- **SUPPLIED ENTRIES**:
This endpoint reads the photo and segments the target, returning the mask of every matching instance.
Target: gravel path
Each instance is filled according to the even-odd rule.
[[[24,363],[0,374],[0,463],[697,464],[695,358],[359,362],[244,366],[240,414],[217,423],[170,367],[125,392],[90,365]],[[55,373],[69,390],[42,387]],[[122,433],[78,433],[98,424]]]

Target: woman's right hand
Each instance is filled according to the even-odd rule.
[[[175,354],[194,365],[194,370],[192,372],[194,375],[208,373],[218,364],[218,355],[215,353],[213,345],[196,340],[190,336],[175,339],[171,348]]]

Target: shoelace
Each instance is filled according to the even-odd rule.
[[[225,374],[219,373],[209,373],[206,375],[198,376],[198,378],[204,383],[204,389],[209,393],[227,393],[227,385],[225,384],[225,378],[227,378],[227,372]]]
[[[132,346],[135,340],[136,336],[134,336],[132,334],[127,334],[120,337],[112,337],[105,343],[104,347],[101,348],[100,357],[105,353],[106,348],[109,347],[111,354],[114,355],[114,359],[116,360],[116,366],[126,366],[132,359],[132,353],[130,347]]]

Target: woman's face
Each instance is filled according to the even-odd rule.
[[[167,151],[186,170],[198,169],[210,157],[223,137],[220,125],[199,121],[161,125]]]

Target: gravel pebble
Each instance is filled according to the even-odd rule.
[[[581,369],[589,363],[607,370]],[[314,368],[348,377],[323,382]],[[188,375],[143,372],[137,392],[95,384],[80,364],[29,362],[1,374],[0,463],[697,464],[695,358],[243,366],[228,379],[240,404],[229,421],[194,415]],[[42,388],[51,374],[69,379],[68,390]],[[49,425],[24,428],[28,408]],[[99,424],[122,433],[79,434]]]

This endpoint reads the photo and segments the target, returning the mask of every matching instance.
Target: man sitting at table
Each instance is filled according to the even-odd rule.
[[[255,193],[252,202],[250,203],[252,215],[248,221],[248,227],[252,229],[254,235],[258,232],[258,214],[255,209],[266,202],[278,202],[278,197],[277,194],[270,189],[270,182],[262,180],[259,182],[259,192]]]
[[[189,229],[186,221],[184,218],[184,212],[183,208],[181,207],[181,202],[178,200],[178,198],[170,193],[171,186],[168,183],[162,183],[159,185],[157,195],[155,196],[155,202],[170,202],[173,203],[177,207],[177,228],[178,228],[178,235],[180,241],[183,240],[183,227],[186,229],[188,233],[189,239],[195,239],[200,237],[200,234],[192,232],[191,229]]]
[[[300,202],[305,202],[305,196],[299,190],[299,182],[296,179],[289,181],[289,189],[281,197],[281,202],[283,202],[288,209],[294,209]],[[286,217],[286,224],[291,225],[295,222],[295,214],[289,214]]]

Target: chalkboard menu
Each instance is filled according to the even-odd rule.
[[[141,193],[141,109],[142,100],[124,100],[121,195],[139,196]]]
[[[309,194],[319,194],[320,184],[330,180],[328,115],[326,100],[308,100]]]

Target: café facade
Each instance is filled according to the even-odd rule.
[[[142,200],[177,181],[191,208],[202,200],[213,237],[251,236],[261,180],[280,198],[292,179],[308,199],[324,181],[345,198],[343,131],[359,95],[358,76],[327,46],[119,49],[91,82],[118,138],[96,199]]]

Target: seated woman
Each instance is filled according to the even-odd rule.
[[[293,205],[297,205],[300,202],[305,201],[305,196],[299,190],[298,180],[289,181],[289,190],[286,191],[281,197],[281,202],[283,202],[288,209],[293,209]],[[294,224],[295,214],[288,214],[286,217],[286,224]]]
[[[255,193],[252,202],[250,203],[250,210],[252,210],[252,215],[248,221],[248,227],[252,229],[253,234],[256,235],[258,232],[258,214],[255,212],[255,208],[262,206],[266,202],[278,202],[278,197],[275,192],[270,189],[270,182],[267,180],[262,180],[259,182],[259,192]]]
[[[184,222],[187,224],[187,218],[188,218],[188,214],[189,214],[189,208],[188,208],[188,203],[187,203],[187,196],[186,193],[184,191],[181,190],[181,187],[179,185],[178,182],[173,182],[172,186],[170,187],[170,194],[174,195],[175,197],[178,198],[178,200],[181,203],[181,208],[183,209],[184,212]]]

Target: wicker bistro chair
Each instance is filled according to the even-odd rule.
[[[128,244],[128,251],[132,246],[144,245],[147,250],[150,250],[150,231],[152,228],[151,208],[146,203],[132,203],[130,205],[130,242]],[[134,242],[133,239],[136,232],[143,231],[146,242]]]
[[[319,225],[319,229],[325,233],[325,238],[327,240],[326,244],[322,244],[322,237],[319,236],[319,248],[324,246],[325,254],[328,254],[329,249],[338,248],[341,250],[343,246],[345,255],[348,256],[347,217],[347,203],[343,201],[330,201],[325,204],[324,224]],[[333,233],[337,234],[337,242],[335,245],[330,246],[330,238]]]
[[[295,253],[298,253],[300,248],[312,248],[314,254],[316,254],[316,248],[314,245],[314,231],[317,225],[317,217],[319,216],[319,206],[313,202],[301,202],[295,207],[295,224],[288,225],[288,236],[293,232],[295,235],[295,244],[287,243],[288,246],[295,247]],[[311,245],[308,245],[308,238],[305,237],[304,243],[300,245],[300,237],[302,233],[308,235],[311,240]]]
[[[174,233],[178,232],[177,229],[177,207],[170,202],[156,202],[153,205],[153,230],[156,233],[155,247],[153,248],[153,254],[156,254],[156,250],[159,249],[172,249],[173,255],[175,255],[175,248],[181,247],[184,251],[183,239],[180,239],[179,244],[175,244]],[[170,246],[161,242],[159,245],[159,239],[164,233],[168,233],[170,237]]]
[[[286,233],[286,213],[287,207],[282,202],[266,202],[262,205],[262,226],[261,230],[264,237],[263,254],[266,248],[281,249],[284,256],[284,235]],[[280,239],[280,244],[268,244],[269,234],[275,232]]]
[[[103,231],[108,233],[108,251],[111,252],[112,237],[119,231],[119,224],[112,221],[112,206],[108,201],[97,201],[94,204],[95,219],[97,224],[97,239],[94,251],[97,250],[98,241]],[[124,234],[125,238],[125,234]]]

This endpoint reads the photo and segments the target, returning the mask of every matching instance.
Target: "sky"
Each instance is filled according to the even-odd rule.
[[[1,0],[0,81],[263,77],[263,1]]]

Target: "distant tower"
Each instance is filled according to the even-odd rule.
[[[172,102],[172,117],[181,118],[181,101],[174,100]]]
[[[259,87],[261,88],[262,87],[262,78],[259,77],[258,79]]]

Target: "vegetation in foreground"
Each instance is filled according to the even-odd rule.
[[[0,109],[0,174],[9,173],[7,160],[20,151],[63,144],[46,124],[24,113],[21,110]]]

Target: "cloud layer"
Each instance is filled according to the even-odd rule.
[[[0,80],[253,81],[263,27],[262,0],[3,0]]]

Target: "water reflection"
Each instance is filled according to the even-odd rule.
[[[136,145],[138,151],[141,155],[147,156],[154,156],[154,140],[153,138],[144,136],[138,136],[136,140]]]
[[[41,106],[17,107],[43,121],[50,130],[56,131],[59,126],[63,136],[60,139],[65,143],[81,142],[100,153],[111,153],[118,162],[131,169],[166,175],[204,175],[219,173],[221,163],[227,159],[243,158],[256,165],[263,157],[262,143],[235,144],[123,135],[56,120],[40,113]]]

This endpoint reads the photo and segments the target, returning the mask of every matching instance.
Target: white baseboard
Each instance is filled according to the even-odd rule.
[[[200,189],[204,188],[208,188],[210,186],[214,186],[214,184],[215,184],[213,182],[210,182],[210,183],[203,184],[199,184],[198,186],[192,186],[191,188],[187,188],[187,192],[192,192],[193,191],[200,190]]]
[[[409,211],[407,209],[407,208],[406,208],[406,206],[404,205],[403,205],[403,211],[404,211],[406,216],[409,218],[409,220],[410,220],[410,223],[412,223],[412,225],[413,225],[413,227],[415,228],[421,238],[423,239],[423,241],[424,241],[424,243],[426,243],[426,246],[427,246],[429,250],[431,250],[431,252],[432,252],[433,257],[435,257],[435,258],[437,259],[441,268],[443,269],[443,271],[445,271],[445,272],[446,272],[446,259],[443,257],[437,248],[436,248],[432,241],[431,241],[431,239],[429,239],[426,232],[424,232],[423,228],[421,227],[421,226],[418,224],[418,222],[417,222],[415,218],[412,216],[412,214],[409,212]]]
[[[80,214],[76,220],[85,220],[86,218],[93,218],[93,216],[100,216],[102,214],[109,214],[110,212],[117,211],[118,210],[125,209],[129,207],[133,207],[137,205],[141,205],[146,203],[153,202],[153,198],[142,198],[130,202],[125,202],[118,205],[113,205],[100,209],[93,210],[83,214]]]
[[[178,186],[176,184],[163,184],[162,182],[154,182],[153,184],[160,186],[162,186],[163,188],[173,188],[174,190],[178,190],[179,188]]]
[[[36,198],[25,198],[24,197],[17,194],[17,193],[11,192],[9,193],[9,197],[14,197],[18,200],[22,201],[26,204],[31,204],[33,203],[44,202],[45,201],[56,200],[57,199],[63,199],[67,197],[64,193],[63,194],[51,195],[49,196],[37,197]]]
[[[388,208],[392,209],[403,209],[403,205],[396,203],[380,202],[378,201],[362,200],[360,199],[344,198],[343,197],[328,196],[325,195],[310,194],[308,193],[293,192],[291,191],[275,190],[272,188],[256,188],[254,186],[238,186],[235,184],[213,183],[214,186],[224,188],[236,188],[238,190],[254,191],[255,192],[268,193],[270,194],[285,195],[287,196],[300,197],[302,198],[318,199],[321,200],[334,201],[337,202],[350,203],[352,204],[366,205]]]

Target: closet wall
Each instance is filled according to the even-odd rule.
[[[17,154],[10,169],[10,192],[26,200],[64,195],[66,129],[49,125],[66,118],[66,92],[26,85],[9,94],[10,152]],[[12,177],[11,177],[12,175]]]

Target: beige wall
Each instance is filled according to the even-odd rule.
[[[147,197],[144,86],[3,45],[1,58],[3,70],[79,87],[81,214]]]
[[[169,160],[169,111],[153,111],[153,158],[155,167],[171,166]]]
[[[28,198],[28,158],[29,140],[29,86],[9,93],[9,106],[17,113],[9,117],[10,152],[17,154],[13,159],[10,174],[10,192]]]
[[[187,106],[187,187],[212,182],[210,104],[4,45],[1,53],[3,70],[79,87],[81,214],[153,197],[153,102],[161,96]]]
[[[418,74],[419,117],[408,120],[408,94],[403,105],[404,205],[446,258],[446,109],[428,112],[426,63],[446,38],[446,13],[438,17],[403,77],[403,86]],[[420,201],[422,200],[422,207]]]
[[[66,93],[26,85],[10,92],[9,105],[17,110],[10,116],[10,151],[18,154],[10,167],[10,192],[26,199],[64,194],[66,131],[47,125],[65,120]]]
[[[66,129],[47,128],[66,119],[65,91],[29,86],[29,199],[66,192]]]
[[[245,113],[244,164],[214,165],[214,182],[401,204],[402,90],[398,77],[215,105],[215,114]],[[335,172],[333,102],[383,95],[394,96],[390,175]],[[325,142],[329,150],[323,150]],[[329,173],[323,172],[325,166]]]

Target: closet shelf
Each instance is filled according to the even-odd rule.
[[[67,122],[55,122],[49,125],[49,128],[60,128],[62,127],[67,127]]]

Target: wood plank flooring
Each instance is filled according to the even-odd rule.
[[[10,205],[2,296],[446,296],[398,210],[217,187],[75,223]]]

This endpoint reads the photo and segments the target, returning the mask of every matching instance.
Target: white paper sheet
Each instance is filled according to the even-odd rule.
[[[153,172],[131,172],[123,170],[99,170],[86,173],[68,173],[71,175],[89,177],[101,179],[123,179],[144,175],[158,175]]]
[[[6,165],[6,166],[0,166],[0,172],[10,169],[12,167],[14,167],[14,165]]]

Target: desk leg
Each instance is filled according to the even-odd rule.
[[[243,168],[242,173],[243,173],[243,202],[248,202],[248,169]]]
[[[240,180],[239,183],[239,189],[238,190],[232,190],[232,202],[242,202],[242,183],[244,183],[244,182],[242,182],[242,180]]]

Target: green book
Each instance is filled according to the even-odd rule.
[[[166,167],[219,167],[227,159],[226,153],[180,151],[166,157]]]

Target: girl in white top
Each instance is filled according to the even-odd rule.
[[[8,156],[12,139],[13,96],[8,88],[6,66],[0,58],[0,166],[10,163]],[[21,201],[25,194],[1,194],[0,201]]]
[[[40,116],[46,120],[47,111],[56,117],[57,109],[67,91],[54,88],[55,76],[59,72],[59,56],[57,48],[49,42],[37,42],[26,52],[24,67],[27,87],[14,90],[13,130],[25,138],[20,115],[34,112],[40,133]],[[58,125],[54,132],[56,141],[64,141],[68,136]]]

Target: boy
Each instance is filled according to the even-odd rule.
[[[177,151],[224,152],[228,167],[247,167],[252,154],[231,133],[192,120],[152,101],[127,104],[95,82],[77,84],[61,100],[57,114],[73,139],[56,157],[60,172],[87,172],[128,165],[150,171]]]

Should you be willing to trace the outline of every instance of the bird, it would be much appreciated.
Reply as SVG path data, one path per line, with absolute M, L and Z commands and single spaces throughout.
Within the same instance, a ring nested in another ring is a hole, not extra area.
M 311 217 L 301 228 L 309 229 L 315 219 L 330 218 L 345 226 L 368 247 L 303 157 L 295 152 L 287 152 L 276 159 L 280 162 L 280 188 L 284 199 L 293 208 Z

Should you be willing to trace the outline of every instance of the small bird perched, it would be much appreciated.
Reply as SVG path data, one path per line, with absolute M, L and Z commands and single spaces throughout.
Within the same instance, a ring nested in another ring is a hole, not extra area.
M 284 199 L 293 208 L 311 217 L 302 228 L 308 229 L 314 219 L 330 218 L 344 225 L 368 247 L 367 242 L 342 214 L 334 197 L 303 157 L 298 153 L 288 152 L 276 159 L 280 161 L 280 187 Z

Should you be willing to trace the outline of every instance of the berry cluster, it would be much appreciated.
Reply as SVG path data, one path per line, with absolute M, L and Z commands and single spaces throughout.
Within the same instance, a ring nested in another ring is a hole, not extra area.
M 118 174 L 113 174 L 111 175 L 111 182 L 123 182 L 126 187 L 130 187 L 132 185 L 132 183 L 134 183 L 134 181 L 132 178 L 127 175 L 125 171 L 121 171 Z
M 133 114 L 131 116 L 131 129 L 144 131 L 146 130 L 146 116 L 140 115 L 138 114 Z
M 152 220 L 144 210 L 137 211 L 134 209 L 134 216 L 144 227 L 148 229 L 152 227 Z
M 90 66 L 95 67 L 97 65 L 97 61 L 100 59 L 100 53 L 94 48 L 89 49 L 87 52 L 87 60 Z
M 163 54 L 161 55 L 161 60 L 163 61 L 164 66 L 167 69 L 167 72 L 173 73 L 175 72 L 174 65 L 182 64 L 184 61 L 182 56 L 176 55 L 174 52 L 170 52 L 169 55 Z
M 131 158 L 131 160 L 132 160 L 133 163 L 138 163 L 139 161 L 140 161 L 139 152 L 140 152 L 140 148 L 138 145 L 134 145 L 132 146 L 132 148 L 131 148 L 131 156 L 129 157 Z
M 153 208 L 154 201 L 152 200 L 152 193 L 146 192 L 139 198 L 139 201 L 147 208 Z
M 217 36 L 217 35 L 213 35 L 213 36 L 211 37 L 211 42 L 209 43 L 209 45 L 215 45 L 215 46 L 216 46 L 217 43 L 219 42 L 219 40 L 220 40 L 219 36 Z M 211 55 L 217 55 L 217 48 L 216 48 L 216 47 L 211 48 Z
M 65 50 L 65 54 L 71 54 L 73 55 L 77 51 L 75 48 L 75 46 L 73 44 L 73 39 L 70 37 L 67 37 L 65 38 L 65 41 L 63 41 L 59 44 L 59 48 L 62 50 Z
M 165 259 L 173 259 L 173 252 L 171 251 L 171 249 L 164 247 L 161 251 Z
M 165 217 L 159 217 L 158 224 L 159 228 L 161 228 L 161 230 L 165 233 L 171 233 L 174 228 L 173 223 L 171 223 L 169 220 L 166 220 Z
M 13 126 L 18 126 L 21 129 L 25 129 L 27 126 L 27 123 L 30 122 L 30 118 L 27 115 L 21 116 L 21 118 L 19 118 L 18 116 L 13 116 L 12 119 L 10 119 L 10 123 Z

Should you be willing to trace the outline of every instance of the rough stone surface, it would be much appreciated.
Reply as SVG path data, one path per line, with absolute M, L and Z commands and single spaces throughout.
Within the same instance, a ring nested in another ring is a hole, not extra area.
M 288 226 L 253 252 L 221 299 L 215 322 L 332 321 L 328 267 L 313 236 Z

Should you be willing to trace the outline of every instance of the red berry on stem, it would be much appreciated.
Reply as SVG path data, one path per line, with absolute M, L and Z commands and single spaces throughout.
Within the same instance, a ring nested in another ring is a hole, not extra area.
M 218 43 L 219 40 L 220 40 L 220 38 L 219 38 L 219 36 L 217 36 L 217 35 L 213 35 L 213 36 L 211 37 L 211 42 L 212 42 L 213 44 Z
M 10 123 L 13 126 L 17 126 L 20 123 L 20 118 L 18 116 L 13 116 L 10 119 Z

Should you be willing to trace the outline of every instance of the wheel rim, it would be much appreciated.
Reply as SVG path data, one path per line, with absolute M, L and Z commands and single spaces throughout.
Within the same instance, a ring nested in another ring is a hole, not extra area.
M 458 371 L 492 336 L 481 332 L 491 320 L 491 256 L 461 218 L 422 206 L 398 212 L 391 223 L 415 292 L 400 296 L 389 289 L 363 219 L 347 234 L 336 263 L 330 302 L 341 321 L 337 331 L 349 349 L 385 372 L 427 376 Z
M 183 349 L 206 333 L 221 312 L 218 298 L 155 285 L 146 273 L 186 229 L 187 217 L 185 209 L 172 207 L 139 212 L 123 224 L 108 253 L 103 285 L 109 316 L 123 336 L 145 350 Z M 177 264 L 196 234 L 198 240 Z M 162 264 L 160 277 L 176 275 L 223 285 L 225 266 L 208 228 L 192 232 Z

- **YOUR TASK**: Copy out the data above word for word, from the line containing "rim, it would be much appreciated." through the end of the data.

- **FULL ANSWER**:
Should you be willing to trace the outline of every instance of the wheel rim, it would be much appreciated.
Reply as SVG path data, one path per line, with absolute M, L and Z commands and single spaces throughout.
Within the same instance, a ring nested in another ring is a hole, not extra area.
M 458 371 L 492 336 L 481 332 L 491 320 L 491 256 L 461 218 L 422 206 L 398 212 L 391 223 L 415 292 L 400 296 L 389 289 L 363 219 L 347 234 L 336 263 L 330 302 L 341 321 L 337 331 L 349 349 L 385 372 L 427 376 Z
M 183 349 L 206 333 L 221 312 L 218 298 L 155 285 L 146 273 L 186 229 L 187 217 L 185 209 L 172 207 L 139 212 L 123 224 L 108 253 L 103 285 L 109 316 L 123 336 L 145 350 Z M 177 264 L 196 234 L 198 240 Z M 162 264 L 160 277 L 176 275 L 223 285 L 225 266 L 208 228 L 192 232 Z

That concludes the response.